━━━ Excerpt

The discussion considers the role of myth and ritual in contemporary society. Contemporary rituals are carried out to mark special events in private lives, such as an individual's marriage or enlistment in a branch of the armed forces and on public occasions such as the inauguration of civil and national leaders. In the Introduction to the book, Moyers recalls Campbell's description of the solemn state funeral after the assassination of John F. Kennedy as an "illustration of the high service of ritual to a society," and where Campbell identifies the ritualized occasion as fulfilling a great social necessity.

In general, however, Campbell and Moyers reach the conclusion that there is a lack of effective mythology and ritual in modern American society. They find nothing that compares with the powerful puberty rituals of primitive societies. They claim that the exclusion of classical studies from the modern educational syllabus has led to a lack of awareness of the mythological foundations of Western society's heritage. This, combined with an increased materialism and emphasis on technology, has led to modern youth in New York becoming alienated from the mainstream of society and inventing their own morality, initiations and gangs.

Marriage, as an example of a paramount modern social institution, becomes the next subject of discussion. Campbell differentiates between marriage and love affairs and imparts some very lofty ideals to marriage, in contrast to love affairs, that he categorically states inevitably end in disappointment. True marriage, in Campbell's opinion, embodies a spiritual identity and invokes the image of an incarnate God. Campbell and Moyers agree that the main objective of marriage is not the birth of children and the raising of families. They discard the concept of perpetuation of the human species as being the primary function of marriage and relegate this to a first stage. This first stage is followed by a second one where the offspring have departed into the world and only the couple is left. Campbell invokes the image of marriage as being an ordeal in which the ego is sacrificed to a relationship in which two have become one. This, he states, is a mythological image that embodies the sacrifice of the visible for a transcendent good. Campbell labels this stage of marriage as the alchemical stage. On the subject of the ritual of marriage, Campbell and Moyers complain that it has lost its force and has become a mere remnant of the original; they contend that the ritual that once conveyed an inner reality is now merely form.

The interviews between Campbell and Moyers are recorded at George Lucas' Skywalker Ranch. Campbell and Lucas became friends when Lucas publicly acknowledged the influence Campbell's writings had on the development of his hugely successful film "Star Wars." Campbell expresses great enthusiasm for this film, a film that he says conforms to classical mythological legends. So it is not surprising that there are many references to the characters from "Star Wars" throughout the book. In a similar fashion, John Wayne is identified as a modern myth and Campbell recalls Douglas Fairbanks as having been a boyhood hero.

━━━━━━

> _Exercise brief_
Write the next part of the passage on Campbell and Moyers's discussion of myth and ritual, starting after the last sentence, which mentions Douglas Fairbanks as a boyhood hero.

━━━ Listing

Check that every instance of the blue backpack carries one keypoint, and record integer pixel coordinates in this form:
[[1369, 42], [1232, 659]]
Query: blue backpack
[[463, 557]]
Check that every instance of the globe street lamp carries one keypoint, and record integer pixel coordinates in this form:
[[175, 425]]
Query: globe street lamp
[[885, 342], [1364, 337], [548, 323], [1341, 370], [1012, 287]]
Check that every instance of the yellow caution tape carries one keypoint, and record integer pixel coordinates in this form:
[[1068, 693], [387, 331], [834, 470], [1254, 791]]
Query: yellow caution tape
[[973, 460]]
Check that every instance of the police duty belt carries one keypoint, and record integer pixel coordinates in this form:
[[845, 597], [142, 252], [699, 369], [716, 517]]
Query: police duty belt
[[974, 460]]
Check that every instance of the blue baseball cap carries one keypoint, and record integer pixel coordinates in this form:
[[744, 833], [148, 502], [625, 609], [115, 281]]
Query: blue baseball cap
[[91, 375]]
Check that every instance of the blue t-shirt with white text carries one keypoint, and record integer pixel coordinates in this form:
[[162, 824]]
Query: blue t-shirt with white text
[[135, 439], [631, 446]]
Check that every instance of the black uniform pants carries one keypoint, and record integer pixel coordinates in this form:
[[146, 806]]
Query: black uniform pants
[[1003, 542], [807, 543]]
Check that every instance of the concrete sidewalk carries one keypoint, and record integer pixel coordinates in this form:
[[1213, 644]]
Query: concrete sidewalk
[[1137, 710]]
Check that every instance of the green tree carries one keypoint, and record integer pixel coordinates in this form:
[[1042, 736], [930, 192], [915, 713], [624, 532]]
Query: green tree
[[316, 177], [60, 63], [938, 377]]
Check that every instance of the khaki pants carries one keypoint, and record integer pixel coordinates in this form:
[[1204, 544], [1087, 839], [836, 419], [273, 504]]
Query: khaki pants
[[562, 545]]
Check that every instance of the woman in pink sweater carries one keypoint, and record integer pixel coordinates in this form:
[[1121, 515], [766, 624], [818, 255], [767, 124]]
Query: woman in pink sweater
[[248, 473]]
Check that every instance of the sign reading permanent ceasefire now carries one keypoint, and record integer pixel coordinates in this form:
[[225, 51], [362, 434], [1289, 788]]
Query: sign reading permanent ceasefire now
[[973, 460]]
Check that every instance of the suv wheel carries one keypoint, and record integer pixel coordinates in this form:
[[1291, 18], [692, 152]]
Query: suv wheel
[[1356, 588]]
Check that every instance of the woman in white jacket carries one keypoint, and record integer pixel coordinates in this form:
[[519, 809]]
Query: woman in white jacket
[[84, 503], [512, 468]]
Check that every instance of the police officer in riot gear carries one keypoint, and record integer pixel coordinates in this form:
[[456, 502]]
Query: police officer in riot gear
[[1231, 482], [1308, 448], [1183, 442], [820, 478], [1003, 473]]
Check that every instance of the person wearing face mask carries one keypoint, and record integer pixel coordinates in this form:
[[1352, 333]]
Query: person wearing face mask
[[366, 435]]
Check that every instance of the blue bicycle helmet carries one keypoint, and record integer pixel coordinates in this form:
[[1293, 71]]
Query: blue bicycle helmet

━━━━━━

> _Final result_
At the beginning of this chapter, and in other parts of the book, Campbell states that modern society lacks the stability it previously derived from being educated in the mythology and legends of the Greek and Roman classics. Campbell and Moyers agree that there is no effective mythology in modern society by which individuals can relate to their role in the world. An analysis of the national symbols of the United States is used by Campbell to illustrate the ability for myths to incorporate the beliefs of a whole society and to provide the mythology to unify a nation. Contemporary lunar exploration and the publication of the image of the Earth offer a universal realization that human beings must identify with the entire planet. This concept of the emergence of a new mythology based on global aspects of life is reiterated several times by Campbell.

==Star Wars==
In the first episode of the series, The Hero's Adventure, and the fifth chapter of the book, "The Hero's Adventure," Moyers and Campbell discuss George Lucas' report that Campbell's work directly influenced the creation of the Star Wars films.
Moyers and Lucas filmed an interview 12 years later in 1999, modeled after The Power of Myth. It was called the Mythology of Star Wars with George Lucas & Bill Moyers and further discussed the impact of Campbell's work on Lucas' films.

==Errata==
The words attributed to Chief Seattle, read by Campbell in the fourth episode of the series, were actually written by Ted Perry for a 1972 ecology film called Home. Perry adapted the text from newspaper accounts that were, in turn, published years after Chief Seattle delivered the actual speech.

== Views on religious fundamentalism ==
During the interview, Campbell reveals his views on religious fundamentalism in the modern world.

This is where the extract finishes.